--- Provided data ---

------

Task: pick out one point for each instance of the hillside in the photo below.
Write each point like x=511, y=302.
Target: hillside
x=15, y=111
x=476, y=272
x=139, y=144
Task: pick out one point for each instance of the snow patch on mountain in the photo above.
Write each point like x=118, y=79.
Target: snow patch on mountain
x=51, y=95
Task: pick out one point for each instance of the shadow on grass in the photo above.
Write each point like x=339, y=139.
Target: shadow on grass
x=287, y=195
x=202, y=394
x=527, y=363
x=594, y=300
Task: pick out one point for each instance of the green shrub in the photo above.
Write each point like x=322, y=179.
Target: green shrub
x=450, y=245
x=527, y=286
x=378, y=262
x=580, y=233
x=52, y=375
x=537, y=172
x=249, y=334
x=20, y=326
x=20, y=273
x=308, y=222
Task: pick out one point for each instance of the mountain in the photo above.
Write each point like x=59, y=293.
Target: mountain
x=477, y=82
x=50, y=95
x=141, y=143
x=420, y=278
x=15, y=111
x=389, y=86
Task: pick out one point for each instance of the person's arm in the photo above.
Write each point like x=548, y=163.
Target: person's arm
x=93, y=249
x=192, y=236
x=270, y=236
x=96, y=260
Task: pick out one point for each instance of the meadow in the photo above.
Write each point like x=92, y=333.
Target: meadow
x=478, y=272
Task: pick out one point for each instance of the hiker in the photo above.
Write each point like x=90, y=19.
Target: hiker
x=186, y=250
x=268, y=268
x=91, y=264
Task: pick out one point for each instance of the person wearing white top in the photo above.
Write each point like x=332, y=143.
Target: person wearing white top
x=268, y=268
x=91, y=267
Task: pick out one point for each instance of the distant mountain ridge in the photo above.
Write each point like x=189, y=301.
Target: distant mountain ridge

------

--- What you are asked to do ---
Going through the listing above, copy out every line that has the string "like".

--- Exercise output ---
Write each point like x=511, y=302.
Write each point like x=118, y=79.
Write each point like x=339, y=139.
Write each point like x=322, y=179.
Write each point like x=59, y=293.
Write each point like x=548, y=163.
Write each point like x=92, y=333.
Write each point like x=90, y=19.
Write each point like x=332, y=143.
Write each point like x=189, y=301.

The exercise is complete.